WRITTEN TASK:
Put everything from the start of the records down to the line containing "box: [7, 0, 487, 279]" into a JSON list of strings, with one string for each line and blank lines left out.
------ INPUT
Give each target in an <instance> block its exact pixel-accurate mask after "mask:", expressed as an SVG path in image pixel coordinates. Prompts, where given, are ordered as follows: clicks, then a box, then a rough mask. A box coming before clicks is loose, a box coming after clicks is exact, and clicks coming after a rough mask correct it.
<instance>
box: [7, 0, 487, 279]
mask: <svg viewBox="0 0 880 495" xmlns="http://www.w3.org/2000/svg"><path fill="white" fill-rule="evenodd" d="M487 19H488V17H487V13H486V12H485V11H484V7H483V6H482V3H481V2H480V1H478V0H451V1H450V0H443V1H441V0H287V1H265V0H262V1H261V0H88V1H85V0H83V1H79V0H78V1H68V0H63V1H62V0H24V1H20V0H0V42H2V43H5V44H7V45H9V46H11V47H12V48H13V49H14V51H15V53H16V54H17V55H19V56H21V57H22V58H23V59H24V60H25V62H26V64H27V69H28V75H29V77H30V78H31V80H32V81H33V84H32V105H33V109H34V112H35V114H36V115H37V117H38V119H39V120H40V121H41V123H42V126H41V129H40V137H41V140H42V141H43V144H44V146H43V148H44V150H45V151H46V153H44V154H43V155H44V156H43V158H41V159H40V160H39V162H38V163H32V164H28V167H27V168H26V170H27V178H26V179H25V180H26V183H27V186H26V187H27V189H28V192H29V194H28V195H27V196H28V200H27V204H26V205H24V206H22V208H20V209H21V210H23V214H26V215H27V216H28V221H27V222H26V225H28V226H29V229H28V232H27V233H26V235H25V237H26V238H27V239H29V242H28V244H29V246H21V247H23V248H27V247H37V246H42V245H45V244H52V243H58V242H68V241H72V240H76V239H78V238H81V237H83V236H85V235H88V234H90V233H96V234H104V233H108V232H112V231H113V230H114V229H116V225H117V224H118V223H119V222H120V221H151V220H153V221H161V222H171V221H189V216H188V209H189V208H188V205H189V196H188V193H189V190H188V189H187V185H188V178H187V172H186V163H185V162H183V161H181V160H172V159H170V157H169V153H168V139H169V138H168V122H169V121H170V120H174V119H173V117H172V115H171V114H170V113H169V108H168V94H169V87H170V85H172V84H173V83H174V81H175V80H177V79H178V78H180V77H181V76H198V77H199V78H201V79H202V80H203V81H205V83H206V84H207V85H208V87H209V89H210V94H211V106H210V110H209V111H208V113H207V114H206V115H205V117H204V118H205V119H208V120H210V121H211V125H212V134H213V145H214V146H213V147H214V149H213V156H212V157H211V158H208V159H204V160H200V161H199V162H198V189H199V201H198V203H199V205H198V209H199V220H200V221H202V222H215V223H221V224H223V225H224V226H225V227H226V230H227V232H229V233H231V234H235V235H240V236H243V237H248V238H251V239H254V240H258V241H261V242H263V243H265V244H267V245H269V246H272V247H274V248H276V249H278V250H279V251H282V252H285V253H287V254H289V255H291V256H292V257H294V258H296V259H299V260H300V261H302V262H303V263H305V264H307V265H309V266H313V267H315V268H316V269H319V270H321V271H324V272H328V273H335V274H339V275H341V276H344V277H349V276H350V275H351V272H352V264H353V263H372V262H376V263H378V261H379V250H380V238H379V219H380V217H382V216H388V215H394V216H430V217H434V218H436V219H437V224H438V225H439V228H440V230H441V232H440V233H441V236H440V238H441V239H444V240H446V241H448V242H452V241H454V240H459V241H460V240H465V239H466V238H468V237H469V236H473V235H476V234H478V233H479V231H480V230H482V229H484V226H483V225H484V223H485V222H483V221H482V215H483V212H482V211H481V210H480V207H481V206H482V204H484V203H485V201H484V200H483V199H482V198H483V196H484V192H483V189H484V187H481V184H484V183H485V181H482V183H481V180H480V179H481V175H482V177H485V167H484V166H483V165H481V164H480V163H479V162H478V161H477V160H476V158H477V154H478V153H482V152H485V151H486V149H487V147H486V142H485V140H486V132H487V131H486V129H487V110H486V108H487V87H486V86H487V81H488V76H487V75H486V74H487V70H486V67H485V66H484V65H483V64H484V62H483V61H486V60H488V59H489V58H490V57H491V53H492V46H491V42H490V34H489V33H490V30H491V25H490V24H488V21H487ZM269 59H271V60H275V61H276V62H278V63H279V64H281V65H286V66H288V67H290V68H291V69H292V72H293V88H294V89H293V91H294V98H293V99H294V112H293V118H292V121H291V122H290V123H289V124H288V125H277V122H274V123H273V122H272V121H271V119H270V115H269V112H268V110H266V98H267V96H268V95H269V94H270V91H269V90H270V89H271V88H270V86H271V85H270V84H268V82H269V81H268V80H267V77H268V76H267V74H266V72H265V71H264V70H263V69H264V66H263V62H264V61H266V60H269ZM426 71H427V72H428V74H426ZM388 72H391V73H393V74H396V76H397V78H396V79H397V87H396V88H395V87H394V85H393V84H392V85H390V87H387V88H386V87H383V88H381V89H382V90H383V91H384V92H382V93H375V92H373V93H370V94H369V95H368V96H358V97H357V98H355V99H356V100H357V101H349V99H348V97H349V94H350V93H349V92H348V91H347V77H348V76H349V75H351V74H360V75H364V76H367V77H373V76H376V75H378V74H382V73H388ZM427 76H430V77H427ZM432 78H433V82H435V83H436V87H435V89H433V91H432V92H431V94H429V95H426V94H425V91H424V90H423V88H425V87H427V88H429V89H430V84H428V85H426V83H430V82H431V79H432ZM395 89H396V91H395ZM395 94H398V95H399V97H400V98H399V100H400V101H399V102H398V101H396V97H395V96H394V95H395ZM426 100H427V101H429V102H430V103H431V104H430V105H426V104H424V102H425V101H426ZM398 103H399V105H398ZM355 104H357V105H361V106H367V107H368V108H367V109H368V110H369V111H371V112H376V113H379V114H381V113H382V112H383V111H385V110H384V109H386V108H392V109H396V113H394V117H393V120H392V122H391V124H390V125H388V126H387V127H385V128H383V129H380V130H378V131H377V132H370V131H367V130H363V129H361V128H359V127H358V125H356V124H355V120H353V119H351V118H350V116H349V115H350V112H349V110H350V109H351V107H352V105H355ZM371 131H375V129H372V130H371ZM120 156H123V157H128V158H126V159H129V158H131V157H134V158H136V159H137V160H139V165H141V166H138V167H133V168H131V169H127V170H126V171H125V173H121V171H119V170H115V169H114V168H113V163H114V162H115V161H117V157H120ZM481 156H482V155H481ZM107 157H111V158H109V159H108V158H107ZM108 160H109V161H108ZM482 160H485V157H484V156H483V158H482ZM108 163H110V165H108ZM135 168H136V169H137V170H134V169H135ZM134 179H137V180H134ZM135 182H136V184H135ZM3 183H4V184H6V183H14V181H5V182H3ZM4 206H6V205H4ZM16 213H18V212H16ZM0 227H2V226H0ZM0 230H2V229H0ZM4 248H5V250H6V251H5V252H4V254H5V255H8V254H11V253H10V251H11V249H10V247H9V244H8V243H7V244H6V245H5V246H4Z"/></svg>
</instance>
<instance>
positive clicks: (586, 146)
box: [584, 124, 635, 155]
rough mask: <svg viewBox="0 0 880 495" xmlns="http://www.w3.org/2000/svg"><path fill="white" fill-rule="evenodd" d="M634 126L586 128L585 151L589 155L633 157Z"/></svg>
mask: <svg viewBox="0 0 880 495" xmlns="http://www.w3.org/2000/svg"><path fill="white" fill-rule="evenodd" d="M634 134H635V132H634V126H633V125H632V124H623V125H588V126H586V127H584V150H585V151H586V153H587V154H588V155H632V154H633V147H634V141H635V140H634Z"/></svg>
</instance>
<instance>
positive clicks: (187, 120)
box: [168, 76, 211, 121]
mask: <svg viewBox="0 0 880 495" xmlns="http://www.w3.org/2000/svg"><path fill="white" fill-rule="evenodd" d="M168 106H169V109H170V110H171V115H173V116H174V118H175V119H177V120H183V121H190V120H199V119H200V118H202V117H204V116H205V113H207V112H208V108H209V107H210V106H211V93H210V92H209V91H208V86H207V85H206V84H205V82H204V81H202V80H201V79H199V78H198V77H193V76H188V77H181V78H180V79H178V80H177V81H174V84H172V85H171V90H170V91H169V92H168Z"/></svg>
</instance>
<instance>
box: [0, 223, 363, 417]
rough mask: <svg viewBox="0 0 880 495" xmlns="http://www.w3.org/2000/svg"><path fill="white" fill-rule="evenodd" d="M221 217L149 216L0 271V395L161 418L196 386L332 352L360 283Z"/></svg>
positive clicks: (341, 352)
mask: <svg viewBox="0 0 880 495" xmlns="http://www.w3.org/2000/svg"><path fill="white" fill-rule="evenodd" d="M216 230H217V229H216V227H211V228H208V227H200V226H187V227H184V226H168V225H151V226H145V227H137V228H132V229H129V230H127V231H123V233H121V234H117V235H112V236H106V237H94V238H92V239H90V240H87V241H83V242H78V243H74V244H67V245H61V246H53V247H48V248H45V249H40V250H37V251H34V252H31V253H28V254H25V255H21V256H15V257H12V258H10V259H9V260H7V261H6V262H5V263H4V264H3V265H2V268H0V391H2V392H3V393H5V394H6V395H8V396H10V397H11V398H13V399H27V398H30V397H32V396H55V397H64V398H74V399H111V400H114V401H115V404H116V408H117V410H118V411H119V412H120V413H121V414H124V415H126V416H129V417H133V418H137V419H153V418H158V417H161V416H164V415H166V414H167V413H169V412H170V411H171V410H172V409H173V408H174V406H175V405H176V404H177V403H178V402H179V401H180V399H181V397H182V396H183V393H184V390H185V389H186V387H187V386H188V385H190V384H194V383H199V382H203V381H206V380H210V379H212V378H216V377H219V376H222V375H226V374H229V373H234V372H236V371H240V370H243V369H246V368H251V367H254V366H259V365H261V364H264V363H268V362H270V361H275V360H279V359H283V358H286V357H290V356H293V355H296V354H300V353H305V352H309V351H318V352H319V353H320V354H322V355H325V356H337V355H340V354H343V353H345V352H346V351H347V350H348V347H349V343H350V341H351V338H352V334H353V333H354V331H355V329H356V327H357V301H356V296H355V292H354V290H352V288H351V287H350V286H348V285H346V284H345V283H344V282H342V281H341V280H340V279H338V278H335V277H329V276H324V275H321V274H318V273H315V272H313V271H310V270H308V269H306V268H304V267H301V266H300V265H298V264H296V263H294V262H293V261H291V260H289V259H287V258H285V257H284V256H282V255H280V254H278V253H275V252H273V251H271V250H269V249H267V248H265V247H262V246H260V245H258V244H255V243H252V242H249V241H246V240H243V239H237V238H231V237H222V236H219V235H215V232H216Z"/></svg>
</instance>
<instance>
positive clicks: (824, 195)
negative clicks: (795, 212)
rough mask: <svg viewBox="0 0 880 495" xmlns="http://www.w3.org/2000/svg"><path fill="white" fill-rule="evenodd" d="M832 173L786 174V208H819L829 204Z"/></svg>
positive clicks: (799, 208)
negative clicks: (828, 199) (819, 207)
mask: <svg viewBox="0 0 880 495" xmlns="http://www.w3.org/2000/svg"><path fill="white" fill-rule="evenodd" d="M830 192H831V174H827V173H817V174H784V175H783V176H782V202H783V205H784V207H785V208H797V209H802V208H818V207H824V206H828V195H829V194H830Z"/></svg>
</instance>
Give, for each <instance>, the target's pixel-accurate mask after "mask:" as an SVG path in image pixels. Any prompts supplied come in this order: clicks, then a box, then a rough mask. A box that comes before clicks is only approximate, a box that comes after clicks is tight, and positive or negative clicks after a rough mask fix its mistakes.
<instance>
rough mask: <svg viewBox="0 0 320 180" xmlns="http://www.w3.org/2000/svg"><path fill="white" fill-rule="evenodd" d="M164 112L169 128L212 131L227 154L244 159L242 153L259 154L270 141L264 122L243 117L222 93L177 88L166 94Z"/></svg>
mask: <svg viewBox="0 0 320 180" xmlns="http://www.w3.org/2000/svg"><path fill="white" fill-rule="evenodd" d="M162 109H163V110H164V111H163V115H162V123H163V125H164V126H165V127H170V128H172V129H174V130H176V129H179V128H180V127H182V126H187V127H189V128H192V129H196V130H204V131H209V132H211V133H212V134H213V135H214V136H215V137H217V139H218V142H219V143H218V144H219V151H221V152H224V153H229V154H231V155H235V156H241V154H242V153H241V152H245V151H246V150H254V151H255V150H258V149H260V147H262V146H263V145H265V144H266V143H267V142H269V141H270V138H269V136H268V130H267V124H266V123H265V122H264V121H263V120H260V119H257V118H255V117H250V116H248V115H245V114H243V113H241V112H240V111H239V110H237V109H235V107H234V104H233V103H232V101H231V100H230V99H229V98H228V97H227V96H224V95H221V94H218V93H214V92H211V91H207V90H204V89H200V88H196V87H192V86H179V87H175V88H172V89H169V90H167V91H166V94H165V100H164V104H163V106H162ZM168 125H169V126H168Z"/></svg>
------------
EXPECTED OUTPUT:
[
  "Give each target in an <instance> block its exact pixel-accurate mask after \"mask:\", expressed as an SVG path in image pixel coordinates. Prompts, where given, are ordered as follows: clicks, then a box, then a rough mask. A box coming before clicks is loose, a box coming after clicks is exact, and clicks coming after a rough mask correct it.",
  "<instance>",
  "box: [7, 0, 487, 279]"
]